EXERCISE DATA:

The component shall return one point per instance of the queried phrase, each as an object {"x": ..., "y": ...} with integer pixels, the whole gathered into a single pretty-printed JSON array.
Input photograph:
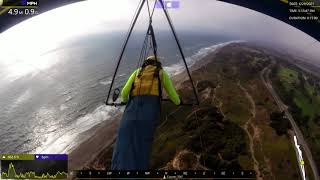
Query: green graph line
[{"x": 30, "y": 175}]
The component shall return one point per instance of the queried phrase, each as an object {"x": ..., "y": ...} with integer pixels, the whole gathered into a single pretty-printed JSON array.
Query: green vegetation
[
  {"x": 300, "y": 91},
  {"x": 279, "y": 123}
]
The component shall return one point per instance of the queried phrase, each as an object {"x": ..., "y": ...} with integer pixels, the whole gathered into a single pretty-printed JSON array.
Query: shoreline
[{"x": 97, "y": 146}]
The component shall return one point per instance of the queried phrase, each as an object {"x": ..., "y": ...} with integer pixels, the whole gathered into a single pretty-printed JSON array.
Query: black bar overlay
[{"x": 162, "y": 174}]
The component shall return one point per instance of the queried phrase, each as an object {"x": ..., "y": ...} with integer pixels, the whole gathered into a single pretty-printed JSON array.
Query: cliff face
[{"x": 230, "y": 129}]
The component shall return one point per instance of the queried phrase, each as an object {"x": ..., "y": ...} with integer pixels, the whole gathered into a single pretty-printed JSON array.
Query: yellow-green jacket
[{"x": 147, "y": 84}]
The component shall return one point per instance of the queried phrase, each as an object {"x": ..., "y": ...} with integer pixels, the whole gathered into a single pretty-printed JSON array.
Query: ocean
[{"x": 52, "y": 109}]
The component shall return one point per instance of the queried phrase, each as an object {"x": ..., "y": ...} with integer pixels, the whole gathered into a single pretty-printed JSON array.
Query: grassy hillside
[
  {"x": 231, "y": 128},
  {"x": 301, "y": 92},
  {"x": 236, "y": 125}
]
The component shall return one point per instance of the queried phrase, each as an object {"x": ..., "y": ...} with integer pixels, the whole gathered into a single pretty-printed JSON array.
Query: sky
[{"x": 49, "y": 30}]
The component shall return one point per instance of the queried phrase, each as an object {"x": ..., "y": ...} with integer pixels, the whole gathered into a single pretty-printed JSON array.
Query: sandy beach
[{"x": 95, "y": 148}]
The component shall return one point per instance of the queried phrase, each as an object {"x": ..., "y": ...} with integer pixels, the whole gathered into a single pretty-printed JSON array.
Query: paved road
[{"x": 264, "y": 75}]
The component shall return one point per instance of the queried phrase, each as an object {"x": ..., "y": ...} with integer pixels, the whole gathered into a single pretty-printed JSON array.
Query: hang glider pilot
[{"x": 142, "y": 92}]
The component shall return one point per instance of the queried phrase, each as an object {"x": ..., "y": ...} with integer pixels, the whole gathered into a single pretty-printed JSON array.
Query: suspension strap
[{"x": 124, "y": 48}]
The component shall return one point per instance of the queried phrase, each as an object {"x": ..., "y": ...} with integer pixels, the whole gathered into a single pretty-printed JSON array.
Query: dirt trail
[{"x": 256, "y": 164}]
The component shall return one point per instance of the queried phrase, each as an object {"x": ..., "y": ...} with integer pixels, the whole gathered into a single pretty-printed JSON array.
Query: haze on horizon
[{"x": 49, "y": 30}]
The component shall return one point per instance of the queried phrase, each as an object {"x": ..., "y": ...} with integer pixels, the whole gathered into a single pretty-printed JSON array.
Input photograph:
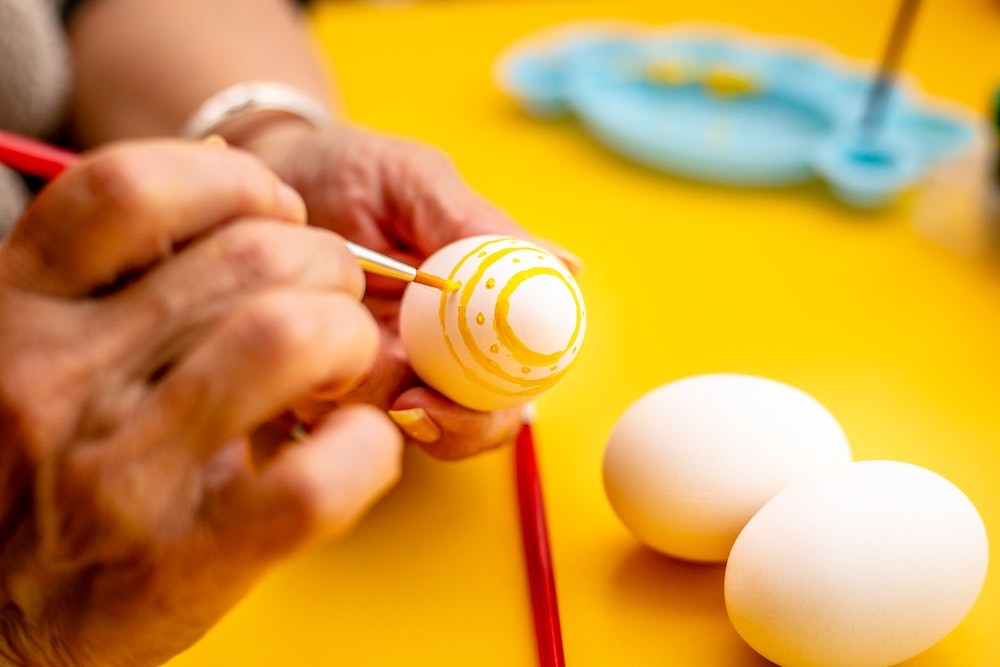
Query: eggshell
[
  {"x": 865, "y": 566},
  {"x": 690, "y": 462},
  {"x": 507, "y": 335}
]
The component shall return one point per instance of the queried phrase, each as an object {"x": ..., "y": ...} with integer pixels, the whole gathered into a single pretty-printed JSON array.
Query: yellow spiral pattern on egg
[{"x": 533, "y": 372}]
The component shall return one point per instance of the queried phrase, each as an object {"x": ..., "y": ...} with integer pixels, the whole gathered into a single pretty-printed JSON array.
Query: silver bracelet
[{"x": 251, "y": 97}]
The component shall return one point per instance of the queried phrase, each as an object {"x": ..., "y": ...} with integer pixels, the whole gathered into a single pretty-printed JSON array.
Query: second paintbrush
[{"x": 37, "y": 158}]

TASK INSTRUCTIONS:
Copy the whole of the material above exactly, and exclude every picture.

SOLUTION FOR THIS TASK:
The component shall return one point per instance of the queried phrase, each as an object {"x": ..., "y": ...} with integer pixels, the whole gathered into a single pretty-printed JSON array.
Input photograph:
Query: green graph line
[{"x": 30, "y": 175}]
The component shall return one point per instance of the queried phrase, each as an object {"x": ..., "y": ...} with integer pixels, the whole gathered into a single pretty-printed JSON array.
Query: green vegetation
[
  {"x": 300, "y": 91},
  {"x": 279, "y": 123}
]
The component shall return one point per instance of the queried phrase, each as an object {"x": ..., "y": ...} with integer pixels, the whole gathered into a single pretty-printed JSON array.
Query: shoreline
[{"x": 97, "y": 146}]
The component shall return one point per instance of the queried phrase, each as an object {"x": ..., "y": ...} with integer pixels, the whole gathered into a single pretty-printed JSON array.
Query: black bar overlay
[{"x": 162, "y": 174}]
The component shall return one point per instance of the queried phrase, each as an object {"x": ..., "y": ...} with integer pixels, the whole gathered into a single pretty-printed JSON array.
Query: cliff face
[{"x": 230, "y": 129}]
The component shall return one point per instance of the queried phrase, each as an object {"x": ..., "y": ...} with integer pixels, the whole gathered into a single pretty-printed JSON array.
Query: yellow-green jacket
[{"x": 147, "y": 84}]
The component shall return one point per instance of the queried phrase, each as an object {"x": ..., "y": ...} with integer pixels, the whole gathered into a single pretty-printed JSON array.
Query: ocean
[{"x": 52, "y": 109}]
The component shall return one point per instance of the queried phrase, each as an object {"x": ..., "y": ...} with integer pixels, the whole gathered into a single pretty-printed JSON array.
Query: grassy hillside
[
  {"x": 231, "y": 128},
  {"x": 301, "y": 92},
  {"x": 236, "y": 125}
]
The component shall return one point per instance of the queried phrase, each as an object {"x": ..., "y": ...} with integer pixels, the whole gathered into a single pretty-printed JSON array.
Query: sky
[{"x": 49, "y": 30}]
The component shall return one point per instance of the queried phrase, each as an object {"x": ..., "y": ...} with integer pixels, the whole gathered into a single pretty-printed JSON array.
Query: sandy beach
[{"x": 95, "y": 148}]
The component shall return one point per instance of the queried phrase, each as an object {"x": ..., "y": ...} with integer pixels, the whole gathered into a single pretty-printed JSON array.
Query: paved road
[{"x": 264, "y": 75}]
The component shall return one point per instance of the queried phrase, each as an object {"x": ..., "y": ...} with integer pixels, the whole gathered into a single pretty-printed JSON array.
Query: hang glider pilot
[{"x": 142, "y": 92}]
The component shall return one point per instance of the queried phrase, each as an object {"x": ..., "y": ...} with integer pixels, the whole gathered into a single pretty-printed JSON array.
Query: suspension strap
[{"x": 124, "y": 48}]
The component shall return one point per instance of the queried phrase, each as an object {"x": ..., "y": ...} with integer pixels, the whole gathered into a single pretty-printed JSON array.
Query: dirt trail
[{"x": 256, "y": 164}]
The component shall return one point per instance of the queried phrase, each as an object {"x": ..., "y": ...} with integer pixels, the whole gathered into a single pretty-printed JSON array.
Query: haze on horizon
[{"x": 49, "y": 30}]
The component shall return one point per instance of the queried phrase, each as an object {"x": ..., "y": ...} with integer pixels, the whole gathered into a single pretty-printed JSON array.
Input photograph:
Query: eggshell
[
  {"x": 865, "y": 566},
  {"x": 690, "y": 462},
  {"x": 507, "y": 335}
]
The component shall return one point per instance of the queried phrase, each as an object {"x": ..., "y": ...} with integer pixels, the whole gathered into a single pretty-printed JSON array.
Query: yellow spiral pattern on egg
[{"x": 533, "y": 372}]
The component shall return one point per instance of the queried phrase, each as an object {"x": ..., "y": ...} with integer pixels, the whole gathered into a single pretty-printed JSON array.
Query: silver bracelet
[{"x": 251, "y": 97}]
The component shall return one point per instance of the queried phrase, each as an object {"x": ..., "y": ...} with integer pixels, the whole gathered into a single pretty-printed JSON array.
Query: second paintbrush
[{"x": 37, "y": 158}]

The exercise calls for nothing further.